◆ Task prompt ◆
Could you print, exactly as they stand, the lines from the one holding "Target: chair backrest" to the end of the data below, and nothing more?

(Point-per-instance localization data)
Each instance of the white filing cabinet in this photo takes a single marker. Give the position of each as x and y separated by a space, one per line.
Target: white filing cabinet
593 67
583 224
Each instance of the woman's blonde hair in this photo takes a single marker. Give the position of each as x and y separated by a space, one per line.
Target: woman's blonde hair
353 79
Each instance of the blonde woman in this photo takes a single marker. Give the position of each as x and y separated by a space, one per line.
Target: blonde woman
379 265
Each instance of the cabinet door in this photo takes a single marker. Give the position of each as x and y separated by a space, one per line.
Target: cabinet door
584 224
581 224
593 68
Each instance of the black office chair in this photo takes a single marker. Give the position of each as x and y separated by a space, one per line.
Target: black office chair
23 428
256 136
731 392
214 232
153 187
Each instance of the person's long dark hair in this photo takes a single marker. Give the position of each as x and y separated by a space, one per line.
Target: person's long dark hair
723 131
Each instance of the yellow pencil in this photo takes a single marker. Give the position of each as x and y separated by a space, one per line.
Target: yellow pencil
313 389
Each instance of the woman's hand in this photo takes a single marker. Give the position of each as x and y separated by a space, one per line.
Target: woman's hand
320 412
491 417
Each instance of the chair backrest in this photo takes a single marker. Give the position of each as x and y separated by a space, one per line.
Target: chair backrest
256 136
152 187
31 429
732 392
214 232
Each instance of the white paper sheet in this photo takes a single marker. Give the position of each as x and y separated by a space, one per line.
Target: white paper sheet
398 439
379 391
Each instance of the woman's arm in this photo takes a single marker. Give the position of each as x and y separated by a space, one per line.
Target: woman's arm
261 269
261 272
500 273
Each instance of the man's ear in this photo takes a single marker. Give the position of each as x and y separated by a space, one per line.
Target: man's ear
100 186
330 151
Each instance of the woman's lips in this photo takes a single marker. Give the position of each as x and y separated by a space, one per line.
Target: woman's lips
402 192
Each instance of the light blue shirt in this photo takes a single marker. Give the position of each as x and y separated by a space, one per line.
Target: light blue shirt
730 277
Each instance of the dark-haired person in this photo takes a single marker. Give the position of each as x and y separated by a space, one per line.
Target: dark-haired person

◆ Result below ◆
Target: chair backrest
256 136
152 187
31 429
732 392
214 232
Each instance of the white paper sheet in this photo takes a single marker. Give the position of each as x and y separated by a space, one per line.
Target: white paper sheet
398 439
379 391
Each instance of the woman's arm in this photo takes a single marker. Give the position of each as x and y separated by a space, one per line.
Target: woman's arm
261 269
261 272
500 273
Each instance of the man's ear in this photo takes a single marker. Give the position of each as x and y separated by a space, one per line.
Target: man's ear
100 186
330 151
Each instance of the woman's lips in this photo takes a single marker. Give the position of each as x and y separated by a space, one per line.
Target: woman's lips
402 192
Each instance of the light blue shirt in this photo takes a single marker. Give the position of each as x and y separated by a space, one per line.
Target: light blue shirt
730 277
Each instance of the dark-haired person in this photo takes a single marker. Give the position of each as x and y separated by a space, one per line.
Target: dark-haired person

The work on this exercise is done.